**OBJECTIVE:** Below is a block of records; repeat each one exactly.

[PROVIDED DATA start]

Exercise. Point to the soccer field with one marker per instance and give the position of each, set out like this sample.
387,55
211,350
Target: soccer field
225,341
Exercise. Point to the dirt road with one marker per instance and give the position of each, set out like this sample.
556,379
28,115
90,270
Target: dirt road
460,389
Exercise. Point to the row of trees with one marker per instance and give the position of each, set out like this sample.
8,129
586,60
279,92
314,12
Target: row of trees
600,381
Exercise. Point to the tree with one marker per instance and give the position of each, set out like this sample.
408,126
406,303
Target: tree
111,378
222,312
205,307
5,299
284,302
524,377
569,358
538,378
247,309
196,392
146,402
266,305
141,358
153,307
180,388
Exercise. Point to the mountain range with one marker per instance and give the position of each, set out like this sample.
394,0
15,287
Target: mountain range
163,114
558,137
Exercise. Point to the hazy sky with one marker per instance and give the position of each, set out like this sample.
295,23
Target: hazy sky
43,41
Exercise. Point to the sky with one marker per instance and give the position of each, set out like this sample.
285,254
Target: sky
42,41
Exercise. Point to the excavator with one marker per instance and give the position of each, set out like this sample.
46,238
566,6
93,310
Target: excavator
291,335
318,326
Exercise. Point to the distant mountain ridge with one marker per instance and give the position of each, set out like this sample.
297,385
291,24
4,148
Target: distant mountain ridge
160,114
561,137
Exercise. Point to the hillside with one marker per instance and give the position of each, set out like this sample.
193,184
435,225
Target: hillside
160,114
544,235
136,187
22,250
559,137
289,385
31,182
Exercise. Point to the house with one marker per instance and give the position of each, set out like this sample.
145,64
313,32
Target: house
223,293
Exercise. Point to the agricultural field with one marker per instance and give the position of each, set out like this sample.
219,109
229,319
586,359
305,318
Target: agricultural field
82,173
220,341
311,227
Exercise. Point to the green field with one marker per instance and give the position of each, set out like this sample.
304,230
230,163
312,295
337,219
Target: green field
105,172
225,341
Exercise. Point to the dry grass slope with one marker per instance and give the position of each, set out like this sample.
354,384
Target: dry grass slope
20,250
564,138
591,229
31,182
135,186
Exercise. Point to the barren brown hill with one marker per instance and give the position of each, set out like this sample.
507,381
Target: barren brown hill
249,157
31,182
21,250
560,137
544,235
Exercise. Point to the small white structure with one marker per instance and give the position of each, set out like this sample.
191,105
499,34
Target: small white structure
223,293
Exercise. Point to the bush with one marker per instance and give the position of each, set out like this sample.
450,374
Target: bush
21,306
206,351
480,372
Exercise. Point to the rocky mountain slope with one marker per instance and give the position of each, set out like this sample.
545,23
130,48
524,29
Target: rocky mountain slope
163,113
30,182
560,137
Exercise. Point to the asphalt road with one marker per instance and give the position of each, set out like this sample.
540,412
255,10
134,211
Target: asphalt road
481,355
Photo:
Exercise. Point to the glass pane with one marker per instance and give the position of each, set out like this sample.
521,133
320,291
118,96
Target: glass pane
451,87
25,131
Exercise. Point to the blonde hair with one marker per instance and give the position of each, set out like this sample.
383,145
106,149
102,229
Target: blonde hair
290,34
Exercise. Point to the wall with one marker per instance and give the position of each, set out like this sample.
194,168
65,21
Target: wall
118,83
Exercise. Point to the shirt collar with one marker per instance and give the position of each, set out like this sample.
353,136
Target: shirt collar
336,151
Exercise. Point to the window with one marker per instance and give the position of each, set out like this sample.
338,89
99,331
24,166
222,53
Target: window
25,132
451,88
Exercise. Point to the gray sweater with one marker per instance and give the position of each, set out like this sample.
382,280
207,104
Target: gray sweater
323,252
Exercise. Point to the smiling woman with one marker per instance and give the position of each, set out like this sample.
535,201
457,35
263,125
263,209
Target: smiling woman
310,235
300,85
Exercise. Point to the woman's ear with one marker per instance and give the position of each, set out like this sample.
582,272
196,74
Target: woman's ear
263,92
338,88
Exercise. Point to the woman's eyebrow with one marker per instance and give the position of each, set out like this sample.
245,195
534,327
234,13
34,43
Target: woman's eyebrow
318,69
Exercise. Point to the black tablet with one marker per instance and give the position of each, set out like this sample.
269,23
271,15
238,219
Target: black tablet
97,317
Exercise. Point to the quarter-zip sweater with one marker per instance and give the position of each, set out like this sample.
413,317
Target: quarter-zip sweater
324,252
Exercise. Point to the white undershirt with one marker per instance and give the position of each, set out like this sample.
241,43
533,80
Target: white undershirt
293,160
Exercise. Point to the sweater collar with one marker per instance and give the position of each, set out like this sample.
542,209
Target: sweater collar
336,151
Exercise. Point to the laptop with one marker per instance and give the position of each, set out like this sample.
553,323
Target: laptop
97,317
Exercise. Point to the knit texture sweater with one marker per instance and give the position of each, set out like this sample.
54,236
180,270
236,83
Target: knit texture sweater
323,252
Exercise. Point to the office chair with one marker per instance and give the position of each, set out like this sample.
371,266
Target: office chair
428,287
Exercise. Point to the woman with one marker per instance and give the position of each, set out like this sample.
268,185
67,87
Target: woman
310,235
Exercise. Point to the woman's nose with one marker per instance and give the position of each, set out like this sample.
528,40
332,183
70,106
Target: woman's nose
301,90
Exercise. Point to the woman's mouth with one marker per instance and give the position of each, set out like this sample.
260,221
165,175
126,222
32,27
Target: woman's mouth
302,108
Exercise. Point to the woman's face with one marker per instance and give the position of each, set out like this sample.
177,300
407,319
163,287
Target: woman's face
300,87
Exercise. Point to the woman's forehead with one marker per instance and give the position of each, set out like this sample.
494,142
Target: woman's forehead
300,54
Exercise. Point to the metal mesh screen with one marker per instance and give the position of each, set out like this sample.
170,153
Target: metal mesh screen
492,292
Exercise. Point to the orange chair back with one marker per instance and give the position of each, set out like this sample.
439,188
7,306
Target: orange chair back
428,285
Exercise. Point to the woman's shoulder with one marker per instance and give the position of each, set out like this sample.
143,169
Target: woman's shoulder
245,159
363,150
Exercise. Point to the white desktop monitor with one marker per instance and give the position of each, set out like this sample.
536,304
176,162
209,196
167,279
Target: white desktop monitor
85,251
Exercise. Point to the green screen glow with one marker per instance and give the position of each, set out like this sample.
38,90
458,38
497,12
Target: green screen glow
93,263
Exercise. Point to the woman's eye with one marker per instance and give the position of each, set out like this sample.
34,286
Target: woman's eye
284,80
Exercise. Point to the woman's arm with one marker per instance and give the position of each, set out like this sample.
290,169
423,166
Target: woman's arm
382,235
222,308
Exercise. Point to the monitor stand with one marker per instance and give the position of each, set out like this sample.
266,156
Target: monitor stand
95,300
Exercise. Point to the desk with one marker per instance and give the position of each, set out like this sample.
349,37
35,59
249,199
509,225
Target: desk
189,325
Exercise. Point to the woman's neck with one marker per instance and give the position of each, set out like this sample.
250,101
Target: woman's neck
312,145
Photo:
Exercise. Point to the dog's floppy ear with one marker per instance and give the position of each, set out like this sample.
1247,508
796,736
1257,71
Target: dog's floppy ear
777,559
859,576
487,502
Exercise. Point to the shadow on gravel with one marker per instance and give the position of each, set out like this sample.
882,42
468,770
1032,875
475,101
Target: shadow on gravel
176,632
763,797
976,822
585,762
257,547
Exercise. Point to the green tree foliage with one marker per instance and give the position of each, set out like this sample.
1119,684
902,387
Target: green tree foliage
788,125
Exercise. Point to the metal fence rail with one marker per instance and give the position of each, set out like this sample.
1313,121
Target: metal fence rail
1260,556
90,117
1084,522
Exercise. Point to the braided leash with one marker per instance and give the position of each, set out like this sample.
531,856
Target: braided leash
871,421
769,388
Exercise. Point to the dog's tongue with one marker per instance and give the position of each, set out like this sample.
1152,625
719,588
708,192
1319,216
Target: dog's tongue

[PROVIDED DATA end]

**ANSWER FOR THIS EXERCISE:**
Exercise. Point to the soccer field with one marker per instance and give the position of each, set out like this sample.
387,55
211,350
Target: soccer field
225,341
Exercise. Point to the dirt road with one marker per instance and give the position of each, set out like this sample.
556,379
28,115
90,270
Target: dirt road
460,389
Exercise. Point to the row of trees with one marker per instance and give the position of each, set out like this sample.
8,129
586,60
279,92
314,12
Target: row of trees
600,381
Exercise. Point to the tree with one marker per instance and give the position of each, set out like this sample.
408,126
406,303
Target: tree
111,378
222,312
205,307
5,299
284,302
524,377
569,358
538,378
247,309
196,392
146,402
266,305
141,358
153,307
180,388
Exercise. Point to the mountain range with one marker per instance and give the position of each, set out like this sample.
394,0
15,287
Target: mountain range
163,114
558,137
Exercise. Point to the hazy sky with one marker per instance and give the position of each, set out like this sample.
295,23
Target: hazy sky
43,41
Exercise. Point to the sky with one marker per instance and give the position of each, set out like this sample.
285,254
Target: sky
42,41
Exercise. Point to the excavator with one marker per instance and give the position of each, set out like this sample.
46,238
566,6
93,310
Target: excavator
291,335
318,326
Exercise. Point to the distant mountain ridge with one marker per instance and give the position of each, set out like this sample.
297,385
291,24
4,148
Target: distant mountain ridge
160,114
561,137
Exercise. Point to the hillside with one marker per instance and give the position of each, set out like this sample.
193,184
435,225
Target: hillside
160,114
544,235
136,187
22,250
559,137
289,385
31,182
Exercise. Point to the house with one marker per instance and give the position of each, set out like this sample.
145,64
313,32
Target: house
223,293
Exercise. Point to the agricultural field with one marker per instance and give the position of each, set out like this sample.
219,109
229,319
586,359
305,318
Target: agricultural field
82,173
220,341
311,227
Exercise. Point to the green field with one marker per instance and give the position of each, set out like this sample.
304,230
230,163
312,295
337,219
Target: green field
105,172
225,341
Exercise. Point to the dry grass slope with one marker per instance and give the position of each, set out like this sample.
354,384
Target: dry grass slope
20,250
564,138
591,229
31,182
135,186
Exercise. Point to the barren brown hill with one marker per instance and give the position of each, set out like this sample.
507,381
Target: barren brown hill
249,157
31,182
21,250
560,137
544,235
Exercise. Point to the small white structure with one marker per instance and give the position of each, set out like this sample.
191,105
499,34
Target: small white structure
223,293
Exercise. Point to the bush with one marker per instance and give the position of each, set out like this sample.
450,374
Target: bush
21,306
206,351
480,372
Exercise. Point to the rocky mountain slope with one marker per instance and give the position of each, set out like this sample.
545,23
130,48
524,29
Target: rocky mountain slope
163,113
30,182
560,137
Exercise. Point to the asphalt road with one marker per instance and give the position of each, set out like this sample.
540,412
255,10
134,211
Target: asphalt road
481,355
Photo:
Exercise. Point to the glass pane with one marker per instance and give the position of each, set out like this sample.
521,133
320,291
118,96
Target: glass pane
451,87
25,131
Exercise. Point to the blonde hair with one marker per instance and give the position of each, set out like this sample.
383,145
106,149
102,229
Target: blonde hair
290,34
Exercise. Point to the wall with one marker per instance and give the position of each, set out like this sample.
194,168
65,21
Target: wall
118,83
Exercise. Point to the shirt collar with one marker per instance and give the position of each, set out like this sample.
353,136
Target: shirt collar
336,151
Exercise. Point to the window with one marker per instance and give the position of each, set out like this sample.
338,89
99,331
24,166
222,53
Target: window
25,132
451,88
Exercise. Point to the gray sweater with one marker per instance and give the position of each, set out like this sample.
382,280
207,104
Target: gray sweater
323,252
Exercise. Point to the smiling woman with one marker per instance and give the position of each, set out like this sample.
535,201
457,35
263,125
263,209
Target: smiling woman
310,235
300,85
Exercise. Point to the woman's ear with one marker per instance and give the position of each, set out like this sample.
582,272
196,74
Target: woman's ear
263,92
338,88
Exercise. Point to the woman's eyebrow with one marker per instance and give the position of each, set out like this sample.
245,195
534,327
234,13
34,43
Target: woman's eyebrow
318,69
Exercise. Point to the black tablet with one marker per instance and give the position of each, set out like this sample.
269,23
271,15
238,219
Target: black tablet
97,317
Exercise. Point to the quarter-zip sweater with one marker per instance and give the position of each, set out like this sample.
413,317
Target: quarter-zip sweater
324,252
Exercise. Point to the white undershirt with one marker per instance and give the position of each, set out like this sample.
241,43
533,80
Target: white undershirt
293,160
Exercise. Point to the sweater collar with one marker per instance and give the position of each, set out like this sample.
542,209
Target: sweater collar
336,151
Exercise. Point to the laptop with one marker per instance and give the position of each, set out like this sample.
553,323
Target: laptop
97,317
Exercise. Point to the knit texture sweater with one marker per instance and give the position of each, set out like this sample.
54,236
180,270
236,83
Target: knit texture sweater
323,252
Exercise. Point to the office chair with one marker per instance and give the position of each, set out like this sample.
371,266
Target: office chair
428,287
Exercise. Point to the woman with one marker per instance and give the position of each, set out like this sample.
268,185
67,87
Target: woman
310,235
Exercise. Point to the woman's nose with one marker per instance and give the position of each, set out like this sample.
528,40
332,183
70,106
Target: woman's nose
301,90
Exercise. Point to the woman's mouth with one marker per instance and give the position of each, set out like this sample.
260,221
165,175
126,222
32,27
Target: woman's mouth
302,108
Exercise. Point to the woman's face with one marker per instance and give the position of each, set out like this sample.
177,300
407,319
163,287
Target: woman's face
300,87
Exercise. Point to the woman's forehead with one marker per instance and give the position of each, set out like this sample.
494,142
Target: woman's forehead
300,54
Exercise. Point to the metal mesh screen with one marker per instance and give the position of each, set out like this sample.
170,153
Target: metal mesh screen
492,292
Exercise. Point to the orange chair back with one marker per instance and give the position of each, set out like this sample.
439,188
7,306
Target: orange chair back
428,285
Exercise. Point to the woman's shoulder with one marker per instance and give the position of each, set out like this sample.
143,169
Target: woman's shoulder
245,159
363,150
Exercise. Point to the white desktop monitor with one marker per instance and give the position of each, set out like this sample.
536,304
176,162
209,196
167,279
Target: white desktop monitor
85,251
Exercise. Point to the green screen glow with one marker per instance and give the position of each, set out like this sample.
38,90
458,38
497,12
Target: green screen glow
93,263
Exercise. Point to the woman's eye with one marker per instance and give the position of each, set out like this sample.
34,286
Target: woman's eye
284,80
Exercise. Point to the woman's arm with one marker per instance and give the position of each, set out like this sample.
290,169
423,166
Target: woman's arm
382,235
222,308
Exercise. Point to the monitor stand with one marker per instance and give the position of each, set out like this sample.
266,156
Target: monitor stand
95,300
Exercise. Point to the desk with one marker per instance and give the position of each, set out like this sample.
349,37
35,59
249,199
509,225
Target: desk
189,325
Exercise. Point to the woman's neck with one marker per instance and give the position of each, set out like this sample.
250,101
Target: woman's neck
312,145
Photo:
Exercise. Point to the dog's floppy ear with one marker per instance and give the position of each, set out like this sample.
1247,508
796,736
1257,71
Target: dog's floppy ear
777,559
859,576
487,502
Exercise. Point to the shadow on gravel with one marker per instance and give the position of each, set out like this sample.
882,42
468,770
1032,875
475,101
Target: shadow on gravel
176,632
763,797
976,822
585,762
257,547
Exercise. Point to the green tree foliage with one marker per instance and give the position of each, set out like this sample.
1119,684
902,387
Target: green tree foliage
788,125
Exercise. Point to the metal fence rail with one marker per instance and give the position of each, set out like this sample.
1313,121
Target: metal fence rail
1260,556
90,117
1084,522
Exercise. Point to the braided leash with one marker per instance and give the position of each, set out like this sample.
531,856
Target: braided leash
871,421
769,388
Exercise. Point to the dog's tongue with one marker per instance and give the position of each, set out like this sample.
1152,625
719,588
708,192
1319,216
Target: dog's tongue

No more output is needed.